- [MATERIAL SUPPLIED]:
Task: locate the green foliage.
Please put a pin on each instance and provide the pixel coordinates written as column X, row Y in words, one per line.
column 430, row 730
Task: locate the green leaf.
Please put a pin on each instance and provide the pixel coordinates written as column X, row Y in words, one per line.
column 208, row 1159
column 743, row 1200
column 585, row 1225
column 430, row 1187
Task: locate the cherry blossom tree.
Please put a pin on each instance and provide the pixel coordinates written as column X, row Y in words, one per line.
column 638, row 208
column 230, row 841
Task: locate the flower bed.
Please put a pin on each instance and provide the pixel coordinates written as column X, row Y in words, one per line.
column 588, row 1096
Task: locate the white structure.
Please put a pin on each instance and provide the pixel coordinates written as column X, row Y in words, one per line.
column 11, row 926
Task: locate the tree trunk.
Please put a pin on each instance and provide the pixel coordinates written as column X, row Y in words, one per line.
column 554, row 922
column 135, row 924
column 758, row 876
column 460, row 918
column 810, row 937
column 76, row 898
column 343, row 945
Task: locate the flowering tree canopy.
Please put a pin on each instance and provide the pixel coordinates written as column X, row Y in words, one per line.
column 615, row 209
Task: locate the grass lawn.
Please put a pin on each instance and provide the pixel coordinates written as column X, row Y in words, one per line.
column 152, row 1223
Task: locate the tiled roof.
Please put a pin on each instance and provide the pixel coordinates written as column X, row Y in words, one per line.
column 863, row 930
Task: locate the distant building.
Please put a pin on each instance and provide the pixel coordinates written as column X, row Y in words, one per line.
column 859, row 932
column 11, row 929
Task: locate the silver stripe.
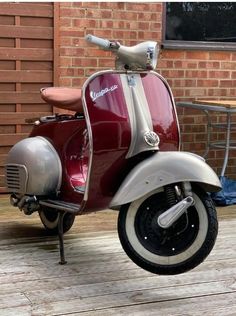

- [ABOUT THIS EXERCISE]:
Send back an exact copy of only the lines from the line with "Task: locate the cherry blossom tree." up to and including the line with "Task: locate the tiled roof." in the data above.

- [SOLUTION FOR THIS PROBLEM]:
Task: locate the cherry blossom tree.
Please put a pin on each instance and provide the pixel coordinates written as column X, row Y in words, one per line.
column 638, row 208
column 230, row 841
Task: locate the flower bed.
Please put a pin on each instance and provide the pixel coordinates written as column X, row Y in words, one per line.
column 588, row 1096
Task: locate the white structure.
Please put a pin on each instance and provide the pixel coordinates written as column X, row Y in words, one per line.
column 11, row 926
Task: locate the tree trunk.
Please put a pin on each instance and provide the pixel coordinates written as column X, row Y in words, one per line.
column 554, row 922
column 135, row 924
column 758, row 876
column 460, row 918
column 810, row 937
column 76, row 898
column 343, row 945
Task: locate the flowering tree canopy.
Please put a pin on each instance and provide the pixel coordinates written as column X, row Y in words, one per line.
column 615, row 209
Task: locate the grass lawn.
Please put a pin on each instance and provide the pixel coordinates written as column X, row Y in words, one per line.
column 152, row 1223
Task: locate the tiled roof.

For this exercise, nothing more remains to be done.